▸ Task to complete: Report back each line of the data that contains the word "below".

Records from a dataset
-- Opening Marker --

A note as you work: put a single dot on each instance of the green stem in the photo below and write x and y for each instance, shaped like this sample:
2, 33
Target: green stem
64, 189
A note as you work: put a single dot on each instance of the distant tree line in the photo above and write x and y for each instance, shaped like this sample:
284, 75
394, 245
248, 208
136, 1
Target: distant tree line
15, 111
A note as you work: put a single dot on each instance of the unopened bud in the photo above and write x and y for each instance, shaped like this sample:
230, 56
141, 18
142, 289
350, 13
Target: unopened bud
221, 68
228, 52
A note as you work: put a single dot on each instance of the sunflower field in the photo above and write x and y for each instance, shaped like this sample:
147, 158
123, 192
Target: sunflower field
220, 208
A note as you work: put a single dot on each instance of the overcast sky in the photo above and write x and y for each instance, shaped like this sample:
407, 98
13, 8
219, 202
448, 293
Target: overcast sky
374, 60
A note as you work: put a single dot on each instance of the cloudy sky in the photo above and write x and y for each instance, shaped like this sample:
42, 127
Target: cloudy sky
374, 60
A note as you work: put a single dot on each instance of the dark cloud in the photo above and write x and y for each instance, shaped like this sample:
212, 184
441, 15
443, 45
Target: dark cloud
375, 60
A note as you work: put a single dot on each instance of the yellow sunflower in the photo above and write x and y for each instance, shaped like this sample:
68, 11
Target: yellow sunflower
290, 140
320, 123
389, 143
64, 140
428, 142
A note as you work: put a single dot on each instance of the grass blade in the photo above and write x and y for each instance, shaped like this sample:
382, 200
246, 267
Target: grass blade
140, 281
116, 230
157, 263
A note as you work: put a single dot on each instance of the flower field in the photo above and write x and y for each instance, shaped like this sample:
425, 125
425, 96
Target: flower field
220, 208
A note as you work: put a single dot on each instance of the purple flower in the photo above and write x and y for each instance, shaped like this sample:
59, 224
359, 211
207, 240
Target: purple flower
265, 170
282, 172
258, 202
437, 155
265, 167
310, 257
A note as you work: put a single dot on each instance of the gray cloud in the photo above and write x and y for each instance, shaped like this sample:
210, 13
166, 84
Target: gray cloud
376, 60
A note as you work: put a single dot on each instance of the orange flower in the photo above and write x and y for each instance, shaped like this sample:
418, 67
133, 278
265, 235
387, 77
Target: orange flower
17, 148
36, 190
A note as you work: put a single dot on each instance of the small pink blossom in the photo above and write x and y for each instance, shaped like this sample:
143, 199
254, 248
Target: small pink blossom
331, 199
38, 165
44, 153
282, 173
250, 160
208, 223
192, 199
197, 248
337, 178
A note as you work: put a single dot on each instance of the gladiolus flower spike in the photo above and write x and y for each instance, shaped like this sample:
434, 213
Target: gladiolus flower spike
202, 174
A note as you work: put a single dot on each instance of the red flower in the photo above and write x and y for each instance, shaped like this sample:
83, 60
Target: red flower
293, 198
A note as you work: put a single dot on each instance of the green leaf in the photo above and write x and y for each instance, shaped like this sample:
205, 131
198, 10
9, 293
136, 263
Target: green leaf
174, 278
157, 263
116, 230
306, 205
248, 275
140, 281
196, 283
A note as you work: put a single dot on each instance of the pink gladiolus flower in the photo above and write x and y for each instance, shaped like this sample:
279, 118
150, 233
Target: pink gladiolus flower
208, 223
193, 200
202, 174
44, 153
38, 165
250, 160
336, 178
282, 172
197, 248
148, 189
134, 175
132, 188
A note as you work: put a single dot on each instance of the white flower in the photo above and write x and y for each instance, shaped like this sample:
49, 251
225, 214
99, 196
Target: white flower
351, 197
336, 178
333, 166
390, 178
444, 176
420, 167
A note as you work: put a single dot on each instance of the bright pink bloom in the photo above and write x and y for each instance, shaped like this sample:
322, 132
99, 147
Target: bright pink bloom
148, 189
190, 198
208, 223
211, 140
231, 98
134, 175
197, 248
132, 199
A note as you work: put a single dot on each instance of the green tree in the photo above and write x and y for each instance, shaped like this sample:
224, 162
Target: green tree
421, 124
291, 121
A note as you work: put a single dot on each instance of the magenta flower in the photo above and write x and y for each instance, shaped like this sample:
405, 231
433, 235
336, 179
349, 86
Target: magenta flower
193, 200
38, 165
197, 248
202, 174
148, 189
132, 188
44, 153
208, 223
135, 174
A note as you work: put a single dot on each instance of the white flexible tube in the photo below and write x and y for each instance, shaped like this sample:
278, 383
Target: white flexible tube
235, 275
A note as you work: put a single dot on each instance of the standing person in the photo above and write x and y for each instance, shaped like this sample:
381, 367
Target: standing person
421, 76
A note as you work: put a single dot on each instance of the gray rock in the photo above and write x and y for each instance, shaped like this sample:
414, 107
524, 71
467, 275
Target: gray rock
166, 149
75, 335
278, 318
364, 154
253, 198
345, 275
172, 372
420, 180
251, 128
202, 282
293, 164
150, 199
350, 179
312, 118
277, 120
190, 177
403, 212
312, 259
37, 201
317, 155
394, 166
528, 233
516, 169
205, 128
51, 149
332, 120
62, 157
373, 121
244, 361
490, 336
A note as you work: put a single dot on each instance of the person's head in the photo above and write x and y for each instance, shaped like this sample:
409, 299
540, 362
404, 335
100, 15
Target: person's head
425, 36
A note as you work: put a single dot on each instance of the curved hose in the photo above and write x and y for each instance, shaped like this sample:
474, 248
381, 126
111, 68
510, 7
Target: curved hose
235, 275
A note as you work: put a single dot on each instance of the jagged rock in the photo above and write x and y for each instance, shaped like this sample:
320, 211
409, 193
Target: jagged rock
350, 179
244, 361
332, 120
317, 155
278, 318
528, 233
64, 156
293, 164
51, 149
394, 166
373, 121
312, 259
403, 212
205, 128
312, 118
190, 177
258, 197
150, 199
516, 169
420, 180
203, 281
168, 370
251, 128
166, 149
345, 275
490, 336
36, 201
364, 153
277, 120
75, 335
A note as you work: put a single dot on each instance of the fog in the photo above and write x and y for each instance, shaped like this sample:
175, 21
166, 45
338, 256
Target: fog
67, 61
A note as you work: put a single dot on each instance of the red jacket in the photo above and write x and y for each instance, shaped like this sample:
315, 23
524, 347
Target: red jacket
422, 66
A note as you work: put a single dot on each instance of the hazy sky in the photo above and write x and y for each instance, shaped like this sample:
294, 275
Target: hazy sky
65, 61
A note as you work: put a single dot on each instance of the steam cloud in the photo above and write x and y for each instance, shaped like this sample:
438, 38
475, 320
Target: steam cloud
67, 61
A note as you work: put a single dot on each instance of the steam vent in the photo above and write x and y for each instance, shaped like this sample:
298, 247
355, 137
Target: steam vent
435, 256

-- Closing Marker --

▸ Answer section:
A note as you work: put a single dot on each instance of the green stem in the photo below and write x and y for each instance, shaped like this sample:
A note as you work: put a single dot on each instance of the white flexible tube in the photo below and write x and y for each instance, shaped like this sample:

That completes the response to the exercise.